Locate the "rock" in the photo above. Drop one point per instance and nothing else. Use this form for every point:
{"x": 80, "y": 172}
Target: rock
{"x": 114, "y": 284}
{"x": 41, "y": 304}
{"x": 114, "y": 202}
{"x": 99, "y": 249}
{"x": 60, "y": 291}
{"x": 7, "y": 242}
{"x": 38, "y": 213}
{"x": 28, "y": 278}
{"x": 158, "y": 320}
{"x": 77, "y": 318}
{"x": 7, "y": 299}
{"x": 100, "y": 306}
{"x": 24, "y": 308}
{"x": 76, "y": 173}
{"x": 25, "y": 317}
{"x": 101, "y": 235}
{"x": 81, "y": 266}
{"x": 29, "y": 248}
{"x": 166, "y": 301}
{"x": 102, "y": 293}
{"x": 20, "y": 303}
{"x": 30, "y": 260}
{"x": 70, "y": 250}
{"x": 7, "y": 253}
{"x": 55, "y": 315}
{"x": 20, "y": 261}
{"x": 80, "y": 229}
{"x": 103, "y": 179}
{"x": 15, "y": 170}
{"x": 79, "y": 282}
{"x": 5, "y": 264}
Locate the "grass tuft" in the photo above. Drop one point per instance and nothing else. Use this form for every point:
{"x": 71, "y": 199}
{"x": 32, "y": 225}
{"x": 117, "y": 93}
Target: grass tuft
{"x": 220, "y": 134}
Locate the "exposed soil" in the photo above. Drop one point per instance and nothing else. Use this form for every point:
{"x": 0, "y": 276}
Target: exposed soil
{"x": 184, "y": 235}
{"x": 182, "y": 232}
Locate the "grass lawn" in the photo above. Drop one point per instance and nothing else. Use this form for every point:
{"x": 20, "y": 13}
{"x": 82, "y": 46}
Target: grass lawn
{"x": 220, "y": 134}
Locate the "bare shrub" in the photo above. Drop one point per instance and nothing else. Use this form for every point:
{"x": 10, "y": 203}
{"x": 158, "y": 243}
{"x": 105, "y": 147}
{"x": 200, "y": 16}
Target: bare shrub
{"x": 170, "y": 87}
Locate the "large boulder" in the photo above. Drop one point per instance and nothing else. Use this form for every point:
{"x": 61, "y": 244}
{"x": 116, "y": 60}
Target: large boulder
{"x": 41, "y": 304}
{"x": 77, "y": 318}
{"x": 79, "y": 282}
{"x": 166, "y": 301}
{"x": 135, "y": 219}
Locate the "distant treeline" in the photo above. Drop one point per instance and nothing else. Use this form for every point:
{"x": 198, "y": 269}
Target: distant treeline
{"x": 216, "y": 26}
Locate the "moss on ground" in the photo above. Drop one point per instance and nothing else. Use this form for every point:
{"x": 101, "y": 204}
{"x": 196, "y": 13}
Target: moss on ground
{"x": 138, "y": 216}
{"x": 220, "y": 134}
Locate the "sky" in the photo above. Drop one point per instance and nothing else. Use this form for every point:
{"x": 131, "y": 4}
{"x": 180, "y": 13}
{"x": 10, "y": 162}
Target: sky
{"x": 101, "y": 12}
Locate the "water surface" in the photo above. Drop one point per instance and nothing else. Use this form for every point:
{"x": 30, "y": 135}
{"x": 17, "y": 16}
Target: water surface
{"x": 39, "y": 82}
* * * *
▶ **TASK DESCRIPTION**: State how many lines of the entries include the string "Drop", with nothing besides the number.

▶ **EXERCISE OUTPUT**: 10